== Listed entries
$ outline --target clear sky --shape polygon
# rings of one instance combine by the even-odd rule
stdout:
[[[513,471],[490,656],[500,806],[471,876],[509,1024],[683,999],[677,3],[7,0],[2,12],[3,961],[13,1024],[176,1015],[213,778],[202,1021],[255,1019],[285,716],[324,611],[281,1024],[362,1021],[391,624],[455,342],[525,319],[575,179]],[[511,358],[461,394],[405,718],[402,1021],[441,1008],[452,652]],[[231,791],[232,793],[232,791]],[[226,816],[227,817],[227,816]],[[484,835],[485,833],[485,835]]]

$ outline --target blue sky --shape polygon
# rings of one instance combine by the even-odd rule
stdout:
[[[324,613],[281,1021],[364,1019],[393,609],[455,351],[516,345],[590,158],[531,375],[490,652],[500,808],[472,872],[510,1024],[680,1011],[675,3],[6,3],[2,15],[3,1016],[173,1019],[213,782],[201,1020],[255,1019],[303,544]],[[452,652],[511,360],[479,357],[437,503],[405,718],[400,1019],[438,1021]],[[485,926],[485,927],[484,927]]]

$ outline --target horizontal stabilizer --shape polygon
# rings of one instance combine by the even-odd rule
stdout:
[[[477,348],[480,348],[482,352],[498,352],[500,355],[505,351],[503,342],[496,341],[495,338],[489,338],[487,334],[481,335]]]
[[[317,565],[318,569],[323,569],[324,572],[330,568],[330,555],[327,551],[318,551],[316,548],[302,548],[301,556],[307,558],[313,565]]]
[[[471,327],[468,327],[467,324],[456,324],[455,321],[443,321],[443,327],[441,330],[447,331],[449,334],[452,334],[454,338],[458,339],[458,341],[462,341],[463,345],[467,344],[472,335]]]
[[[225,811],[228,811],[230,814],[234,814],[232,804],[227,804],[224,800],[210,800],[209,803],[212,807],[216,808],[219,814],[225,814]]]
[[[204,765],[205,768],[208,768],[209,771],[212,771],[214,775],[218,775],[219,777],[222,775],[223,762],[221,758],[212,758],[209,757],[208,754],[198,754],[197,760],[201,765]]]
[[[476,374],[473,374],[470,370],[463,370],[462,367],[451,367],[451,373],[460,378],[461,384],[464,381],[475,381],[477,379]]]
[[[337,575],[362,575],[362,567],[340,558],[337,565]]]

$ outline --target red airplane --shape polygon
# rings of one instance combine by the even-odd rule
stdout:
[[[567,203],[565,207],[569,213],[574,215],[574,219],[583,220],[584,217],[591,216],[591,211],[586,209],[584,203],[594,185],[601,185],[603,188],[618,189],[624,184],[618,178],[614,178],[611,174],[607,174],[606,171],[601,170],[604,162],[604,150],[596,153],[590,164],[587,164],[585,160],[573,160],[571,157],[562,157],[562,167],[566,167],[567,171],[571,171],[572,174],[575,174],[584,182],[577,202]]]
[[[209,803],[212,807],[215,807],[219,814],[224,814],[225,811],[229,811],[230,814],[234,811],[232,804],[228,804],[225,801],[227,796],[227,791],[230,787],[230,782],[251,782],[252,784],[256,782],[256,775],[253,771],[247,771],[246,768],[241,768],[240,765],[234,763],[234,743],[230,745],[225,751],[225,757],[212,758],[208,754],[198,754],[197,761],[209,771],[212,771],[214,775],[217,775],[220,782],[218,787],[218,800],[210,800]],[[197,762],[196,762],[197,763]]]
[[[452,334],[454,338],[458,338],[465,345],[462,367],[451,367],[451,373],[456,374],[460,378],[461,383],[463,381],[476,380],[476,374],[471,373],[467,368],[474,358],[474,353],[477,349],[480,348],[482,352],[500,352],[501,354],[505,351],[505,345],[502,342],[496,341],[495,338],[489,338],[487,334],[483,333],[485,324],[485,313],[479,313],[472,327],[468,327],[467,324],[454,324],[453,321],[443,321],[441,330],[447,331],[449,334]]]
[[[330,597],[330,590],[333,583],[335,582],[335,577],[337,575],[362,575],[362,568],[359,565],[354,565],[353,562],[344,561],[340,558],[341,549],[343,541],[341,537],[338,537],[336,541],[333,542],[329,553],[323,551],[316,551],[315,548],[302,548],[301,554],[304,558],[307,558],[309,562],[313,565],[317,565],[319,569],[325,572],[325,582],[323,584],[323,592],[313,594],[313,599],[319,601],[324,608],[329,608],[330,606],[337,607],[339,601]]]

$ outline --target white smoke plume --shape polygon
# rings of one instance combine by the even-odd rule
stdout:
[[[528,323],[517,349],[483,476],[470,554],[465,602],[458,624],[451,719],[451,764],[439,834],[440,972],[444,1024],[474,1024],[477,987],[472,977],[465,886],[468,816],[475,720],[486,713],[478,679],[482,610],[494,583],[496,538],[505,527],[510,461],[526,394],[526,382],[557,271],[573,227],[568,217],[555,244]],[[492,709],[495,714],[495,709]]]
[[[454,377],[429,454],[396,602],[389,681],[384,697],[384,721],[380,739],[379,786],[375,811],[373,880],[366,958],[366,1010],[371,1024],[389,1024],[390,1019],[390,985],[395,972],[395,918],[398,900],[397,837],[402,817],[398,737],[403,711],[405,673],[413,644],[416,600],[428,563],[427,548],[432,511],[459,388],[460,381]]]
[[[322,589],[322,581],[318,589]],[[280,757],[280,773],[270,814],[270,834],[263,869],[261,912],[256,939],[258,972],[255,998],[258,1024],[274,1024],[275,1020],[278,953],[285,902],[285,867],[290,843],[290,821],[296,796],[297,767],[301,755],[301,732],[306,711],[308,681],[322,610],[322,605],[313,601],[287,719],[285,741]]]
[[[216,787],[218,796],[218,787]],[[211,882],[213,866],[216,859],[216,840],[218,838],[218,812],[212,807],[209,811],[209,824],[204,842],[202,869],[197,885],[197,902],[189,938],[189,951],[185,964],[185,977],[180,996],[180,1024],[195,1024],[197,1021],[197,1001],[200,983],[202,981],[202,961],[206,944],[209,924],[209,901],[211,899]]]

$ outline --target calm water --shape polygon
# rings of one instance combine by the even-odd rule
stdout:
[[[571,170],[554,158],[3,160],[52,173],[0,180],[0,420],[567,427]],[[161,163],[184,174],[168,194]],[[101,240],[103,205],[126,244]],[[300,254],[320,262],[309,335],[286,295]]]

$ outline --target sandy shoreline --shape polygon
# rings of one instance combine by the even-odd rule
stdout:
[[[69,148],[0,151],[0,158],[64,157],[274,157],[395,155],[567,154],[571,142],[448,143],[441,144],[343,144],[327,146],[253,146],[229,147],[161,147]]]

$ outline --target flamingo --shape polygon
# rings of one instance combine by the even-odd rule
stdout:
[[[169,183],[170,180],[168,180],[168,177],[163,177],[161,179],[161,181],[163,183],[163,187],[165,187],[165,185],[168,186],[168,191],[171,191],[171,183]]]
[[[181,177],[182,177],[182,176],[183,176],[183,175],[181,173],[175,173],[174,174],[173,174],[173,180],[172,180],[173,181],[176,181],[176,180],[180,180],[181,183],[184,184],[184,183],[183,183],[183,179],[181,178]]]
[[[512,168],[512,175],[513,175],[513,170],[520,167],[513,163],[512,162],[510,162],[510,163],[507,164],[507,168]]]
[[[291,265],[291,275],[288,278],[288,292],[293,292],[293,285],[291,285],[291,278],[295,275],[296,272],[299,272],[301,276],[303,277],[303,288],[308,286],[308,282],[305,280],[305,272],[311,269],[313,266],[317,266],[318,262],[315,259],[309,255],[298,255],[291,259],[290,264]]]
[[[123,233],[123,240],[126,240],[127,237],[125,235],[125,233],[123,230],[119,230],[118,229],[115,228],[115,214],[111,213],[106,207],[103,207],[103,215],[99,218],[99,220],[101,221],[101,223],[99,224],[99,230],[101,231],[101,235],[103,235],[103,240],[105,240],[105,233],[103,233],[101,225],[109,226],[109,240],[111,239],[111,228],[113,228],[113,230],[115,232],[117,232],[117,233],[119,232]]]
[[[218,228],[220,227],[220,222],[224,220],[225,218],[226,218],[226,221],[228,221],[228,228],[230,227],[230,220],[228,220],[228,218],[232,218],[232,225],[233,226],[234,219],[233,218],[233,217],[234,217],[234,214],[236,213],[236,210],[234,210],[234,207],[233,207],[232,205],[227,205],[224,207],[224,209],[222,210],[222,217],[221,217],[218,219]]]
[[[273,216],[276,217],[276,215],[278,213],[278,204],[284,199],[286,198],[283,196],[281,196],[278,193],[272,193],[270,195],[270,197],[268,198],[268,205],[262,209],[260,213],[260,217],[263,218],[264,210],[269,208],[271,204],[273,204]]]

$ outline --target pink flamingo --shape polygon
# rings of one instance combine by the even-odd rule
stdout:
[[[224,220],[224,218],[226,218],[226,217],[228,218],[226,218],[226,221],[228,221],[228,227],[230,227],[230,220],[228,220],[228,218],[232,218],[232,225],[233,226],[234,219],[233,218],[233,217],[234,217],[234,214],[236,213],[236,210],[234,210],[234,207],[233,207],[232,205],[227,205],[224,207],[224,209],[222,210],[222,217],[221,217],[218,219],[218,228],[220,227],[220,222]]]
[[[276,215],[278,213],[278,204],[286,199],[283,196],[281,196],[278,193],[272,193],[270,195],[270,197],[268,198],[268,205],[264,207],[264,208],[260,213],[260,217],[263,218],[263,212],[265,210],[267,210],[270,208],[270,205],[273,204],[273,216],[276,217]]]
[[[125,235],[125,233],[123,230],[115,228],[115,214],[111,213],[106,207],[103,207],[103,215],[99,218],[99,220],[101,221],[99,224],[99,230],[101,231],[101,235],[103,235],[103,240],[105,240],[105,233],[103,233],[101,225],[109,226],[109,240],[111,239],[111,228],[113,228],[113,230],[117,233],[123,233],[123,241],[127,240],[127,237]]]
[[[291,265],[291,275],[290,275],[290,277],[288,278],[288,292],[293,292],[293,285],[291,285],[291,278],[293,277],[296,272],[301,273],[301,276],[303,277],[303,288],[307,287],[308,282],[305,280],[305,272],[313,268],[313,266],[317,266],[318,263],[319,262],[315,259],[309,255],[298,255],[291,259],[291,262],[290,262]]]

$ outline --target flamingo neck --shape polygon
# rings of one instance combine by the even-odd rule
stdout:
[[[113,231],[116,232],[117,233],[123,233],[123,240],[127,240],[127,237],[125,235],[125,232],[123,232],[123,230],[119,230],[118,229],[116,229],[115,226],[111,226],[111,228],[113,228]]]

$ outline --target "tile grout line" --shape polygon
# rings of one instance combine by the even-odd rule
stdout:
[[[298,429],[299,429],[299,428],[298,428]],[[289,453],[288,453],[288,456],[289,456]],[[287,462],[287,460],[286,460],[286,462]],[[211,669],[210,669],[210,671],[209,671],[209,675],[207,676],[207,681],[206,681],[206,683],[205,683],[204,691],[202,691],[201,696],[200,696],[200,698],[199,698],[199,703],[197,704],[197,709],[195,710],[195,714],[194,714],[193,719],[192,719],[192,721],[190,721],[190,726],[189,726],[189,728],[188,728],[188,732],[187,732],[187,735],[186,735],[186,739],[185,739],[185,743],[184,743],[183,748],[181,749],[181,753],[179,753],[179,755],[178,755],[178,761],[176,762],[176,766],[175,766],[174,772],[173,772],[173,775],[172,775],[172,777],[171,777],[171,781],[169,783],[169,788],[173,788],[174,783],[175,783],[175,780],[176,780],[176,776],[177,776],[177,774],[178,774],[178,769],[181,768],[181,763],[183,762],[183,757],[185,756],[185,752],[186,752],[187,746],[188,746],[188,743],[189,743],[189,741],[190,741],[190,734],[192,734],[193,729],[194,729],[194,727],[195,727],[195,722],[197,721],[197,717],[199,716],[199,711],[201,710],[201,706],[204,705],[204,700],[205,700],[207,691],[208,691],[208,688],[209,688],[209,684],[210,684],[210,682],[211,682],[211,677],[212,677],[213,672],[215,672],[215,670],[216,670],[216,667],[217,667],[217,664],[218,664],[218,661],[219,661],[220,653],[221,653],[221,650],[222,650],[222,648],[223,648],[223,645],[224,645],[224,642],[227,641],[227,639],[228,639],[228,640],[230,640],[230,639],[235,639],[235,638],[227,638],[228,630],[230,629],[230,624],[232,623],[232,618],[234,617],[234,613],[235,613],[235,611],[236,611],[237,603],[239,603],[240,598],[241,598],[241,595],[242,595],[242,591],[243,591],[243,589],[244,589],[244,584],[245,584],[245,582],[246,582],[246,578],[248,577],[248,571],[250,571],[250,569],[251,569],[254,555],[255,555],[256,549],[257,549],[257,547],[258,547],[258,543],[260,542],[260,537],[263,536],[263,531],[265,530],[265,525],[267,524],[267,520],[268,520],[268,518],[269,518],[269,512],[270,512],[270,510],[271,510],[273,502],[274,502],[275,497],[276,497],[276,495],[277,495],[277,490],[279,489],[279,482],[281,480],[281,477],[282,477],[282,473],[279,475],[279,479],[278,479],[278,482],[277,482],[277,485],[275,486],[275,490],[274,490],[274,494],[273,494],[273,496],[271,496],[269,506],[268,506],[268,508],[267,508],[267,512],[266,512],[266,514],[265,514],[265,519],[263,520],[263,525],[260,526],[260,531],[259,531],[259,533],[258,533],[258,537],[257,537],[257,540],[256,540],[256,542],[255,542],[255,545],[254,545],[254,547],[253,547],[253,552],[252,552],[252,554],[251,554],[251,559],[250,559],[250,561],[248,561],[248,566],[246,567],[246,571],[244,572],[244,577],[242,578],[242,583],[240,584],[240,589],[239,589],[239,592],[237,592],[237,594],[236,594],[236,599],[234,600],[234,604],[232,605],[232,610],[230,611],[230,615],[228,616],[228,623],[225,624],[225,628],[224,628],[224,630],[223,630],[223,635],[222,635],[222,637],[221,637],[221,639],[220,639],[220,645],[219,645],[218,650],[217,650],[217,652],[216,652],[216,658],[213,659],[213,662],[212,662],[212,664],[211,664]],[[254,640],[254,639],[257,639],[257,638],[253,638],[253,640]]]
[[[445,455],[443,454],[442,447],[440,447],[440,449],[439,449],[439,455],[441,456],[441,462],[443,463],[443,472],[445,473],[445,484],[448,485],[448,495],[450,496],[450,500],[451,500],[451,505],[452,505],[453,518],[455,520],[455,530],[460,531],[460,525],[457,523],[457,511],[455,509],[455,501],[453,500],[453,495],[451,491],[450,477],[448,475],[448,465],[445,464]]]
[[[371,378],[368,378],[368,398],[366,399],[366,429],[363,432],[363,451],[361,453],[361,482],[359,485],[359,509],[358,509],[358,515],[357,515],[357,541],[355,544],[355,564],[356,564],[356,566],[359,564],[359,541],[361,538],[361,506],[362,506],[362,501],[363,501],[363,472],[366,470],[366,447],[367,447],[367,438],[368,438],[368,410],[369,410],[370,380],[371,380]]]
====
◆ **Written instruction**
Please identify every line in the rows above that contains the string "flamingo" and copy each of those lines in full. Case counts.

◆ **Expected answer**
$ outline --target flamingo --shape polygon
$ outline --target pink flamingo --shape polygon
$ outline --target flamingo neck --shape polygon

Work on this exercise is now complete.